### WHAT IS REQUIRED
Print the data that follows exactly as it stands, from its first line through the line containing "pixel 102 215.", and stop there.

### INPUT DATA
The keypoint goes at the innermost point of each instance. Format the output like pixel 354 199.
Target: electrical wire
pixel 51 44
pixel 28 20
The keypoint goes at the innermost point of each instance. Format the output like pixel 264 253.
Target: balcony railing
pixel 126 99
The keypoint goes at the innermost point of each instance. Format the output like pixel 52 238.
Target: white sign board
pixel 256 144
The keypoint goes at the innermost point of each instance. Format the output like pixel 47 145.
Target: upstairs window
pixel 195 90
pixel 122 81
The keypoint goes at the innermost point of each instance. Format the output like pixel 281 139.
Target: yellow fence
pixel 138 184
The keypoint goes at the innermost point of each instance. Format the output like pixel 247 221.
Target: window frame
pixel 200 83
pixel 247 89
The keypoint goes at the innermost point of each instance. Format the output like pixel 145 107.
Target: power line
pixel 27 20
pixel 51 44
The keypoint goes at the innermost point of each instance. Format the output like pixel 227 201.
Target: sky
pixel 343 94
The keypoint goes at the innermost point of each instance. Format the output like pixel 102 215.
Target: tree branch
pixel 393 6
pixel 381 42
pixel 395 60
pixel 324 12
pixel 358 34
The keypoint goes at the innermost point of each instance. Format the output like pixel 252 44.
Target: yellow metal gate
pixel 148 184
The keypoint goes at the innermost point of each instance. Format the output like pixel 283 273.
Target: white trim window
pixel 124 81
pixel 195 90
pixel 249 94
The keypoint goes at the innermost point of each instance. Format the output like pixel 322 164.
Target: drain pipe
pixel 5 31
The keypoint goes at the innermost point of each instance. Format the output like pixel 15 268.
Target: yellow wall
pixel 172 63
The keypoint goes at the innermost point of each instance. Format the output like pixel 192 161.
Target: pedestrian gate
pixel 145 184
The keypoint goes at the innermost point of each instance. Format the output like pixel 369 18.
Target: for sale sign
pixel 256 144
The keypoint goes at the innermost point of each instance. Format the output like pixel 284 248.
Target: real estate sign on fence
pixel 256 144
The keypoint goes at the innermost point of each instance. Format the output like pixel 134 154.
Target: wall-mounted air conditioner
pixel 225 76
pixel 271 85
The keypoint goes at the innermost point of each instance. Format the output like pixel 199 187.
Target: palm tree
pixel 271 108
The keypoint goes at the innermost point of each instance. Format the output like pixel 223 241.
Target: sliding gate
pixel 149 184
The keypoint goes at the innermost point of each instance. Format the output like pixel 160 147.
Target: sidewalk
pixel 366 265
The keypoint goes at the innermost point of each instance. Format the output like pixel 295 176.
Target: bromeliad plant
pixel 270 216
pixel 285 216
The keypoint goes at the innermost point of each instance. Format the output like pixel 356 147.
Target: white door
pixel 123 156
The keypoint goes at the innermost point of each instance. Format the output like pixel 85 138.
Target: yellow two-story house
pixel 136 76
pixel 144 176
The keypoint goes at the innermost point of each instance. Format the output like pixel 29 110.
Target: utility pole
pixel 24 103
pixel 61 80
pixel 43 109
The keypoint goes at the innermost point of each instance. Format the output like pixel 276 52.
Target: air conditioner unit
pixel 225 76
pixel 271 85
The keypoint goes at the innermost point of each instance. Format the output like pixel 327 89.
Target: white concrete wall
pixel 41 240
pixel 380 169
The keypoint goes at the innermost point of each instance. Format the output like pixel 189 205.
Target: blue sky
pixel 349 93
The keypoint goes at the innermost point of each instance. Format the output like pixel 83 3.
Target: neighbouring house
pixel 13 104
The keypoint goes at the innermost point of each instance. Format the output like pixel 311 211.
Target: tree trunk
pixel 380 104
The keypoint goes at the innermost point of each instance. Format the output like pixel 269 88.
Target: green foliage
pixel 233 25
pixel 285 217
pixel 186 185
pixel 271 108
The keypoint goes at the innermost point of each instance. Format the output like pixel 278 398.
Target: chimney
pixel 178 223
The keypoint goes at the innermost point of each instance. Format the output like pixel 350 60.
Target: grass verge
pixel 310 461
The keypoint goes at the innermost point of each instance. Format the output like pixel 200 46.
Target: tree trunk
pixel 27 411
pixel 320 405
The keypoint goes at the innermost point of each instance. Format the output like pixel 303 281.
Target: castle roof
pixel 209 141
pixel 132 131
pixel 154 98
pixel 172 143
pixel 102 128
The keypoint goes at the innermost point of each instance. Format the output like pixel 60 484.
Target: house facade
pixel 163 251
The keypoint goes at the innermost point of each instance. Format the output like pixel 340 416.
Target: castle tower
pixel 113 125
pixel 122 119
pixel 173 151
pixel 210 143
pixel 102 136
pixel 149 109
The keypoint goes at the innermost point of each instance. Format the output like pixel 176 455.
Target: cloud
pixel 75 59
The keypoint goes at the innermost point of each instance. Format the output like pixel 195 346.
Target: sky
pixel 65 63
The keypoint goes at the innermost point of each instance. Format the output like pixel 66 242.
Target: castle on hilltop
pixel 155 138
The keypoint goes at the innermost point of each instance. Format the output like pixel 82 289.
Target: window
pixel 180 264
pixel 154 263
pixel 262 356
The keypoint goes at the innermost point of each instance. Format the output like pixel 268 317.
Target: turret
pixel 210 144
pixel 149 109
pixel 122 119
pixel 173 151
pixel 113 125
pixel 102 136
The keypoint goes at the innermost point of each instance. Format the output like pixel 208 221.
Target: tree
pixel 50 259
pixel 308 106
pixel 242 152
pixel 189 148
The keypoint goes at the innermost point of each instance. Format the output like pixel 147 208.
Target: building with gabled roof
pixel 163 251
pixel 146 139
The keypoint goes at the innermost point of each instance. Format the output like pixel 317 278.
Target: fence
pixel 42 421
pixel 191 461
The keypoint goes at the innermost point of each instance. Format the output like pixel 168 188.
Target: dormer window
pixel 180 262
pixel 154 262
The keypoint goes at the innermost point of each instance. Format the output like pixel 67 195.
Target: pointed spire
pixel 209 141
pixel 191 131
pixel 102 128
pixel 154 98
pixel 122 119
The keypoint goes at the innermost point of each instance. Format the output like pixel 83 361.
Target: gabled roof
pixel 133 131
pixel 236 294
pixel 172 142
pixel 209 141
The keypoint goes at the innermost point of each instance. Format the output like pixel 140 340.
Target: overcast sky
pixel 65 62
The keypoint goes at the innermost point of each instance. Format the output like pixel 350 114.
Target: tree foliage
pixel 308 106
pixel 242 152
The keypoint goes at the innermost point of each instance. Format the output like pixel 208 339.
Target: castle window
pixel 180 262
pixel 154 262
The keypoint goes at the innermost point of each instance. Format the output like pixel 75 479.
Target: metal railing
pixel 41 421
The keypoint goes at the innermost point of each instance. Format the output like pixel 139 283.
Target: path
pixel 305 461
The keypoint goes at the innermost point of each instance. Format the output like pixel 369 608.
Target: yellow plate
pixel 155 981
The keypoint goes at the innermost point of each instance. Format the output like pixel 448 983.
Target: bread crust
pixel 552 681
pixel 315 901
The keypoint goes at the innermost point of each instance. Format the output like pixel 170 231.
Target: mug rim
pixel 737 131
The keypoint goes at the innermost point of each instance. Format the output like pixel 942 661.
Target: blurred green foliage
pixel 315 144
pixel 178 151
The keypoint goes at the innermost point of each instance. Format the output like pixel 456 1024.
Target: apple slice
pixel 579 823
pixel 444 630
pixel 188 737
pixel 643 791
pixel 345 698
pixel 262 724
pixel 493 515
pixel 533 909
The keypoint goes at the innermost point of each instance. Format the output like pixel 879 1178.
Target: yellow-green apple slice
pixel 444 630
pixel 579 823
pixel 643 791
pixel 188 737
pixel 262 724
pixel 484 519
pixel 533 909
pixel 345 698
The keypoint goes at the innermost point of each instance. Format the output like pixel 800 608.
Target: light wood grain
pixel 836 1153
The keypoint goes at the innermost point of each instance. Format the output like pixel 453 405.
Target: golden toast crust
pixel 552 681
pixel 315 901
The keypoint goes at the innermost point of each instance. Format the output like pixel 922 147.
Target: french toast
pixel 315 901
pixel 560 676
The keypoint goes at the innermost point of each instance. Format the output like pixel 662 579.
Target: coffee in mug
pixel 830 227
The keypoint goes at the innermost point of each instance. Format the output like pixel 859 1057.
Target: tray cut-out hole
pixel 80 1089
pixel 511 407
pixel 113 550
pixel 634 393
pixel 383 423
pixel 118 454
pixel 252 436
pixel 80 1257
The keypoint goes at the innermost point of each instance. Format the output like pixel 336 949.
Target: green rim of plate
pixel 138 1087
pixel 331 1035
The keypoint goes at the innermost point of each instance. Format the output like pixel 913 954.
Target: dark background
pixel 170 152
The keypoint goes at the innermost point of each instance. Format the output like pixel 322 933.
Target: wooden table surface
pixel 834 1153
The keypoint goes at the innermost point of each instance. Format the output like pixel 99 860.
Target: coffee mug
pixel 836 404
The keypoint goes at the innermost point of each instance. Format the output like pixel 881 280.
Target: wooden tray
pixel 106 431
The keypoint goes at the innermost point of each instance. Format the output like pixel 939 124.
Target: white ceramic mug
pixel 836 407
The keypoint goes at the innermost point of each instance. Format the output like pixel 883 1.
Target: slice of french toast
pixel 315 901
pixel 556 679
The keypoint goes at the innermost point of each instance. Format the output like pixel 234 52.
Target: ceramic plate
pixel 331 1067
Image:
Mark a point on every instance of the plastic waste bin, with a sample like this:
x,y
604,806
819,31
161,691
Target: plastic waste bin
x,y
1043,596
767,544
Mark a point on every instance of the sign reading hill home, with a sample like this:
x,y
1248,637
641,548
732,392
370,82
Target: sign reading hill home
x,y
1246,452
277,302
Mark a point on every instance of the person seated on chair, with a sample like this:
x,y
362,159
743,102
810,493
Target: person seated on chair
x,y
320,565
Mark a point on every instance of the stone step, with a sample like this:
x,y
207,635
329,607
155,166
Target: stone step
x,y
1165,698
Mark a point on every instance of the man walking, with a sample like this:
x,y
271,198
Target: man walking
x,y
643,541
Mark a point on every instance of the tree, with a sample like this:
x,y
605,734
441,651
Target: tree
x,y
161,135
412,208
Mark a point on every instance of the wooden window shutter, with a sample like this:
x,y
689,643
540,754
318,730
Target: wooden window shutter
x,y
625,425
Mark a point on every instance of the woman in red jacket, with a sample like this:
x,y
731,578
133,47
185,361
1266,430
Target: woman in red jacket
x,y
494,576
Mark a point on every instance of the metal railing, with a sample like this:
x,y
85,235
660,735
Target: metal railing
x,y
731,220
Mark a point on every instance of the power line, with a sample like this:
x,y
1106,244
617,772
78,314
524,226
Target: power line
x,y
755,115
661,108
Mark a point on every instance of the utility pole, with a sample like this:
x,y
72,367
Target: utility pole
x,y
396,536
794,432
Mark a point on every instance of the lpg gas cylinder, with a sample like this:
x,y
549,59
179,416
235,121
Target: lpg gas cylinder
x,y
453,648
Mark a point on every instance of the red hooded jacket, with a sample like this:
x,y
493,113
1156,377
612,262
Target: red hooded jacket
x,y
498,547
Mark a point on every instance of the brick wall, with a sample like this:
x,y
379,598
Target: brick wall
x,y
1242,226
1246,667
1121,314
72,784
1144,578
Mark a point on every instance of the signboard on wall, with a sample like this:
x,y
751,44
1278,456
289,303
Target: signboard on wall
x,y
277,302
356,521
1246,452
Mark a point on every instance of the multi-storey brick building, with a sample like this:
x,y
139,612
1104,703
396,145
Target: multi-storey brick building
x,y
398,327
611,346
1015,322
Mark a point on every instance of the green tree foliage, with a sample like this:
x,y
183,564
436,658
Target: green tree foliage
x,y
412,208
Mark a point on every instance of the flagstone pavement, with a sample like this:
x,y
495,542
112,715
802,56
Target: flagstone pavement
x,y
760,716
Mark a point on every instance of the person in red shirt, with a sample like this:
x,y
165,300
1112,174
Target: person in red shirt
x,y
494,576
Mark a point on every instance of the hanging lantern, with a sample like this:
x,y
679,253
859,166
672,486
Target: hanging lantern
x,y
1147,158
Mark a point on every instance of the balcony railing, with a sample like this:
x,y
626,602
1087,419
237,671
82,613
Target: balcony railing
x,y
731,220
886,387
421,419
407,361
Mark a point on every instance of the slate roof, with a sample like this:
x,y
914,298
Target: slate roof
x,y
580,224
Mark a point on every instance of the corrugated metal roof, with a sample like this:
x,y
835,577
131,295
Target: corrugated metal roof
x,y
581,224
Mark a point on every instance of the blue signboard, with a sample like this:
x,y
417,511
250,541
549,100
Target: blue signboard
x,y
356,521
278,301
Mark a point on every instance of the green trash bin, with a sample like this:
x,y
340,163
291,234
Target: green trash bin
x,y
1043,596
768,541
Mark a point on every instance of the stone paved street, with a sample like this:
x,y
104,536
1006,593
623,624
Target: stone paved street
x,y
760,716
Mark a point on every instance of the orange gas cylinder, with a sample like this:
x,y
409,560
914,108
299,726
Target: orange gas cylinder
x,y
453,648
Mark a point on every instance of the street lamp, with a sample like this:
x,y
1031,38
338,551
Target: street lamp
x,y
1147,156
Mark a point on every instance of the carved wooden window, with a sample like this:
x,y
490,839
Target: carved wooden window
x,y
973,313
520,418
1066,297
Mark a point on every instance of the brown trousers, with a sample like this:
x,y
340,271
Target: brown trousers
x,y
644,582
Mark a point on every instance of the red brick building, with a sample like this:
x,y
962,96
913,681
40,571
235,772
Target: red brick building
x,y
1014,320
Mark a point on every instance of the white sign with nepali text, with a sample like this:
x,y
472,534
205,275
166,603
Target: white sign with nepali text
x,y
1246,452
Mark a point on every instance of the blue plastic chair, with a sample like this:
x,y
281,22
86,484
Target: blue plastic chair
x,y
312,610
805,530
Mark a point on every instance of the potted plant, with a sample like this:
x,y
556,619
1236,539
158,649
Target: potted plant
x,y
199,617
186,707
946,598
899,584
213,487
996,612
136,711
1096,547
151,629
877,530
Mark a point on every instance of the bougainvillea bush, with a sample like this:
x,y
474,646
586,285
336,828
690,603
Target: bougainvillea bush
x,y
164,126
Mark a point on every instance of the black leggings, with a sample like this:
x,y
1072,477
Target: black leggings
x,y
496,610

### RESPONSE TO THIS EXERCISE
The keypoint goes at the innermost point of each instance. Format the output like pixel 354 199.
Target: electrical wire
pixel 51 44
pixel 28 20
The keypoint goes at the innermost point of each instance. Format the output like pixel 264 253.
Target: balcony railing
pixel 126 99
The keypoint goes at the innermost point of each instance. Format the output like pixel 52 238.
Target: white sign board
pixel 256 144
The keypoint goes at the innermost point of each instance. Format the output like pixel 47 145.
Target: upstairs window
pixel 195 90
pixel 122 81
The keypoint goes at the innermost point of each instance. Format the output like pixel 281 139.
Target: yellow fence
pixel 138 184
The keypoint goes at the innermost point of each instance. Format the output like pixel 247 221.
Target: window frame
pixel 200 83
pixel 247 89
The keypoint goes at the innermost point of each instance. Format the output like pixel 145 107.
Target: power line
pixel 27 20
pixel 51 44
The keypoint goes at the innermost point of each instance. Format the output like pixel 227 201.
Target: sky
pixel 343 94
The keypoint goes at the innermost point of each instance. Format the output like pixel 102 215.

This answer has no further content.